### Problema proposto 1
Destaca todas as linhas que contêm a palavra "each".

════

Mendelssohn e Mozart na Gulbenkian

Quinta-feira, dia 22 de Dezembro, tivemos oportunidade de ouvir duas obras maiores do repertório coral, o salmo 42 de Felix Mendelssohn e a Missa em Dó menor de W.A.Mozart, com o Coro e Orquestra Gulbenkian, sob direcção do Maestro Michel Corboz, no Grande Auditório da Fundação Calouste Gulbenkian.
Como Teresa Cascudo afirma, e bem, nas notas de programa deste concerto, ambas obras têm em comum o facto de terem sido compostas, em parte, para as respectivas mulheres dos compositores, Cécile Jeanrenaud e Constanze Weber, pouco depois dos seus casamentos. Mas as semelhanças ficam-se por este facto colateral… são dois universos sonoros diferentes, mesmo tendo em conta a vénia profunda que ambos os compositores fazem aos mestres do passado, concretamente J.S.Bach e G.F.Händel.

════

### Problema proposto 2
Diz se cada afirmação está de acordo com o texto sobre o concerto e responde sim ou não, citando literalmente as palavras do texto que o decidem. (a) O concerto realizou-se no Grande Auditório da Fundação Calouste Gulbenkian. (b) O concerto foi dirigido por Teresa Cascudo. (c) As duas obras pertencem ao mesmo universo sonoro.

════

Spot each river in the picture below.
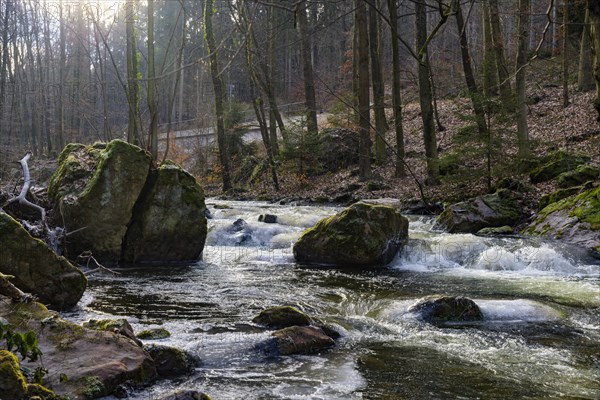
[66,199,600,400]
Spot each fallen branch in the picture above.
[2,151,47,229]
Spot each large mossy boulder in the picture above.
[435,189,522,233]
[0,296,156,400]
[524,184,600,257]
[293,202,408,267]
[529,151,589,183]
[123,163,207,263]
[48,140,151,263]
[0,211,87,310]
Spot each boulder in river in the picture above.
[252,306,311,329]
[0,297,156,400]
[436,189,522,233]
[0,211,87,310]
[48,140,151,263]
[294,202,408,266]
[409,296,483,323]
[123,162,207,263]
[273,326,335,355]
[524,184,600,258]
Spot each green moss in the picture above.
[137,328,171,340]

════

### Resposta completa 1
Spot each river in the picture below.
Spot each fallen branch in the picture above.
Spot each large mossy boulder in the picture above.
Spot each boulder in river in the picture above.
Spot each green moss in the picture above.

### Resposta completa 2
(a) Sim: "no Grande Auditório da Fundação Calouste Gulbenkian".
(b) Não: "sob direcção do Maestro Michel Corboz".
(c) Não: "são dois universos sonoros diferentes".